> **DIRECTIONS FOR THIS TASK**
From the career memoir below, list every teaching named in the sentence that begins "Some of their teachings were".

My Career at Manufacturers Bank


Submitted by Donald Hooper, Retail Marketing Services   


My career started in June1952, at the Industrial National Bank.


I was hired immediately after graduation from high school, and my first job was in the Industrial National Main Office at Michigan and Griswold in the Cash Vault. Over one hundred applicants applied for three positions.   My starting salary was $180 per month.  I was paid $90 less deductions on the 15th and last day of the month.  Many of my friends went into the military (Korean War was underway), or into the auto plants for work on the assembly line.  Some went to college, but not many in those days.  My cousin got a job as an elevator operator at the General Motors Building for $50 per week in salary.  My twin brother Ron went to work for the Detroit Times newspaper, and earned about $60 per week delivering newspapers to stores and newsstands.  He worked outside in rain, snow and cold weather.  I was inside, warm, and wearing a suit and tie.  I rode the bus to work each day, at a cost of $.25 each way.  I had one suit, my high school graduation suit, and that’s all I needed.  Seth Slawson was the Personnel Director, and Lee Donlin was the interviewer.


It was the Cash Vault’s responsibility to receive shipments of excess cash from the branch offices, prove the currency by hand counting each package, and to ship coin and currency to the branch offices as needed.  We received all of our coin in loose bags from the Federal Reserve Bank, and this coin had to be packaged.  We used a machine which could be set to the number of coins in each roll, i.e., fifty pennies, forty nickels, fifty dimes, forty quarters, etc.  Tube attachments to hold the coin wrapper were affixed to the machine based on the coin type being counted and wrapped.  After the coins had been wrapped and repackaged for shipment they were stored in the coin vault.  Currency was ordered, as needed, from the Federal Reserve Bank, and excess currency shipped to the Federal Reserve Bank.  We generally kept about $500,000 in various denominations in our vault to meet branch requirements.  We had $100,000 in the form of 10 $10,000 notes in the vault.  I had never seen so much money in one place in my life.  Salmon P. Chase’s portrait was on the $10,000 bill.  I wore a necktie each day, and had a canvas apron to protect my clothing from the dirt and dust generated in counting currency and coins.  The aprons were not supplied by the bank, and periodically had to be taken home and washed.


I worked for Marvin McBain, who was the bank’s General Teller, and for Bill MacEvoy who was a retired Detroit Street Railway employee, but who took the job at the bank to supplement his retirement income.  Both men were extremely helpful mentors.  They taught me the “ropes” of currency and coin handling, the need for a work ethic that accepted nothing less than my best effort, and an understanding of how the Cash Vault fit into the daily operations of Industrial National Bank.  I am forever grateful to these two men  for taking a young boy under their wing.  Some of their teachings were never accept mistakes, do it right the first time, always look for more responsibility, never quit learning the skills needed to perform the job, and always be enthusiastic about the opportunity waiting around the next corner.  How valuable these lessons were to become in the years ahead.  We ate on the ninth floor cafeteria, but we each “brown bagged” it, and purchased a beverage for our meals.  I learned to drink coffee while working with McBain and MacEvoy.

> **DATASET EXCERPTS**
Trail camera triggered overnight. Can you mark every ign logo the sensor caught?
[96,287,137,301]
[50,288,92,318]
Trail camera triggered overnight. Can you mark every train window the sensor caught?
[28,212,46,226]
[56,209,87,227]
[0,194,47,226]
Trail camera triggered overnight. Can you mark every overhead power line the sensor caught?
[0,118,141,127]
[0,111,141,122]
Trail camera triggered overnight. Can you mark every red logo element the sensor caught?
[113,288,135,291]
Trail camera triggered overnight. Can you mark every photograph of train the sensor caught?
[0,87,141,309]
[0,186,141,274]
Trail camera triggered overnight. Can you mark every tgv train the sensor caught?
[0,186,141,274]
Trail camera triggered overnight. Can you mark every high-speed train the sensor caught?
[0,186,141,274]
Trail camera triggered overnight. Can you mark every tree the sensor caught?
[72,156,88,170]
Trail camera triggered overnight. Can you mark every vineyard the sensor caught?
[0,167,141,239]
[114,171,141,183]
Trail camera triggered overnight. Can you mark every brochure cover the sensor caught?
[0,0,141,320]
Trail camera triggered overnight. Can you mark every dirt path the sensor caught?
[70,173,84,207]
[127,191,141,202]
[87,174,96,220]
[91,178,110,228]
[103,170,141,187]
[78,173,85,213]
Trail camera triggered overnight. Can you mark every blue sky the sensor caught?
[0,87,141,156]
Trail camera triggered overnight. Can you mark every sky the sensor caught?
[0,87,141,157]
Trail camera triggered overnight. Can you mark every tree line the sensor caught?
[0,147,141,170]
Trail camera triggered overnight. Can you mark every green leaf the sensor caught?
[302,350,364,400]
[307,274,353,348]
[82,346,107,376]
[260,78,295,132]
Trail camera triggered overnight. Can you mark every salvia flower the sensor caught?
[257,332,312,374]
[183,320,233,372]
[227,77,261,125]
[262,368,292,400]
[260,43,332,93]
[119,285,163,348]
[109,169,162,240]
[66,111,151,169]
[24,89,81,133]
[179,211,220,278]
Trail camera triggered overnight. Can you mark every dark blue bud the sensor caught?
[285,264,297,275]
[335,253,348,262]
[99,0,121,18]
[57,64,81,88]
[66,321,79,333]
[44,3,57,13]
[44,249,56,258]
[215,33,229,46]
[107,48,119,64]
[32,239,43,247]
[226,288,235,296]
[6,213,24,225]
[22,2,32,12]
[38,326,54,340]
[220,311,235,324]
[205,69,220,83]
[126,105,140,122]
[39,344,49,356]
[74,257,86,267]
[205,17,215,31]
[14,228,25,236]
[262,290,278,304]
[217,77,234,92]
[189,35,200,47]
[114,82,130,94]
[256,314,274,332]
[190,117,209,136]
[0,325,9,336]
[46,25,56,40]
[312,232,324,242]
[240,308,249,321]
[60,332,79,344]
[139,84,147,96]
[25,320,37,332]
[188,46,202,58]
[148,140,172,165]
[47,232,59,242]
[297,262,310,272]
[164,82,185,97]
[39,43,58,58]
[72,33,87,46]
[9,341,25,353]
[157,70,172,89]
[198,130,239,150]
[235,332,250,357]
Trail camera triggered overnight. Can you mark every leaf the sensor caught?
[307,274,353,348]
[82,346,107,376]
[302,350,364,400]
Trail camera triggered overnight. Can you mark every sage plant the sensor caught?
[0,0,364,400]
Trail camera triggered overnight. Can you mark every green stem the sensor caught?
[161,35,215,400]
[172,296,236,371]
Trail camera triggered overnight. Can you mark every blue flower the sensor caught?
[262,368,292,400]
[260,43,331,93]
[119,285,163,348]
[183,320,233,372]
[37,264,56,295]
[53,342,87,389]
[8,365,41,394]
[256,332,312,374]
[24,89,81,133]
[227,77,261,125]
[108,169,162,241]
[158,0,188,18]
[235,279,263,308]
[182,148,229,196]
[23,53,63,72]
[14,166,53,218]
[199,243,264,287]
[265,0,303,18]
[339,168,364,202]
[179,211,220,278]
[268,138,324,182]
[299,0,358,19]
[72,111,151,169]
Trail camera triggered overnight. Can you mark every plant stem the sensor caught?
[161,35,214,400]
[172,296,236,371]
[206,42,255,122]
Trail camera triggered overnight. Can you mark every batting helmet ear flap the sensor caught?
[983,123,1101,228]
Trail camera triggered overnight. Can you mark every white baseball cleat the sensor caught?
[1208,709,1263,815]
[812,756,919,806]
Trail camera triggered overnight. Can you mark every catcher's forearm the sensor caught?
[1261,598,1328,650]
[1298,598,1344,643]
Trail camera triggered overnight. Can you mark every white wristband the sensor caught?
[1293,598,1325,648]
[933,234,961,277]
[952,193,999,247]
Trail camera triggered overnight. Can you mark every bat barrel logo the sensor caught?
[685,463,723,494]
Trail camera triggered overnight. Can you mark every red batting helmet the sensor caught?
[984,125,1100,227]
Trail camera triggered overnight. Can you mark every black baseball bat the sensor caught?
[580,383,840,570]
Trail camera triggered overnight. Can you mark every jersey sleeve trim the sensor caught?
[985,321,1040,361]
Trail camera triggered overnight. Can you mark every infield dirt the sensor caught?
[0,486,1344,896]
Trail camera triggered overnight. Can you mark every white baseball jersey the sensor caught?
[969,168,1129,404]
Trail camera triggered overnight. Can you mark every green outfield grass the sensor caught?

> **EXERCISE SOLUTION**
- Never accept mistakes
- Do it right the first time
- Always look for more responsibility
- Never quit learning the skills needed to perform the job
- Always be enthusiastic about the opportunity waiting around the next corner